(Problem): Can you duplicate, word for word, the part of the items that runs from their very first line through the line containing "0,182 -> 558,593", including both ends?

[Items in a dataset]
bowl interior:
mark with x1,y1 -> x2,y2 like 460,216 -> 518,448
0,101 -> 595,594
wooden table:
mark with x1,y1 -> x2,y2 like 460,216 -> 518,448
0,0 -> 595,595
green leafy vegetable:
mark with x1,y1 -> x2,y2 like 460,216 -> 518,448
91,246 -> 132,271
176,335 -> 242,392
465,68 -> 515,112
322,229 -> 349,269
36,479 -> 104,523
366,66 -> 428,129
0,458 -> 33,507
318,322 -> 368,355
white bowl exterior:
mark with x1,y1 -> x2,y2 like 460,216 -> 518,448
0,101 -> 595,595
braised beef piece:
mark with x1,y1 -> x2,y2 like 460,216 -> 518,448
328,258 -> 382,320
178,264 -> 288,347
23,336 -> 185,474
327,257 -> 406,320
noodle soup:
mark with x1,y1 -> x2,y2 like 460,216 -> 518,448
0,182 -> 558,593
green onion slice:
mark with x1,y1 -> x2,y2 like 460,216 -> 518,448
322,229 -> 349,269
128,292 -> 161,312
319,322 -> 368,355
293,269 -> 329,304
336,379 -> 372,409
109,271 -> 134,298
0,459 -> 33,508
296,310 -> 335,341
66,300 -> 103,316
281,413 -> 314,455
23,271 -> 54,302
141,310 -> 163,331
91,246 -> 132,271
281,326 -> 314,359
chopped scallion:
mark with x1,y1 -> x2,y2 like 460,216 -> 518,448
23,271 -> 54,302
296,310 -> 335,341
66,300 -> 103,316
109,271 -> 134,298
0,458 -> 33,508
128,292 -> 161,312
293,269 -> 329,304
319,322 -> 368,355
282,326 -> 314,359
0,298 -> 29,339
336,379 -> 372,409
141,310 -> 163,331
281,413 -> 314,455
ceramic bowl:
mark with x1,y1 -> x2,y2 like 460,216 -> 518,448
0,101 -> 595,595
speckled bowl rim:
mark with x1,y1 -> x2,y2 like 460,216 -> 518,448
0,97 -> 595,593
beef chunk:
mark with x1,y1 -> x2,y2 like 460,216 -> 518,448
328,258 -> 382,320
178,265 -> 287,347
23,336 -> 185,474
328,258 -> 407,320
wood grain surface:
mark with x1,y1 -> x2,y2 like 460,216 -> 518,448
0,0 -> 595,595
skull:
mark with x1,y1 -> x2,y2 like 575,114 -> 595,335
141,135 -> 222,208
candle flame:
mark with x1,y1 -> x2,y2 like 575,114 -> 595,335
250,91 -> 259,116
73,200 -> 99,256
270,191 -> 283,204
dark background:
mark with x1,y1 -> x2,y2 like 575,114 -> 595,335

(Solved problem):
bowl interior:
mark with x1,y1 -> x2,y2 like 460,216 -> 518,448
0,101 -> 595,594
wooden table:
mark with x1,y1 -> x2,y2 like 460,216 -> 518,448
0,0 -> 595,595
green leafy vegetable:
mark with x1,y1 -> x2,y2 like 460,216 -> 518,448
91,246 -> 132,271
176,335 -> 242,392
465,68 -> 515,112
322,229 -> 349,269
36,479 -> 104,523
366,66 -> 428,129
0,458 -> 33,507
318,322 -> 368,355
white bowl exterior:
mark with x1,y1 -> x2,y2 like 460,216 -> 518,448
0,101 -> 595,595
braised beef piece:
mark with x1,y1 -> x2,y2 like 460,216 -> 518,448
328,258 -> 382,320
178,264 -> 288,347
23,336 -> 185,474
327,257 -> 406,320
noodle soup:
mark with x1,y1 -> x2,y2 like 460,216 -> 518,448
0,182 -> 558,593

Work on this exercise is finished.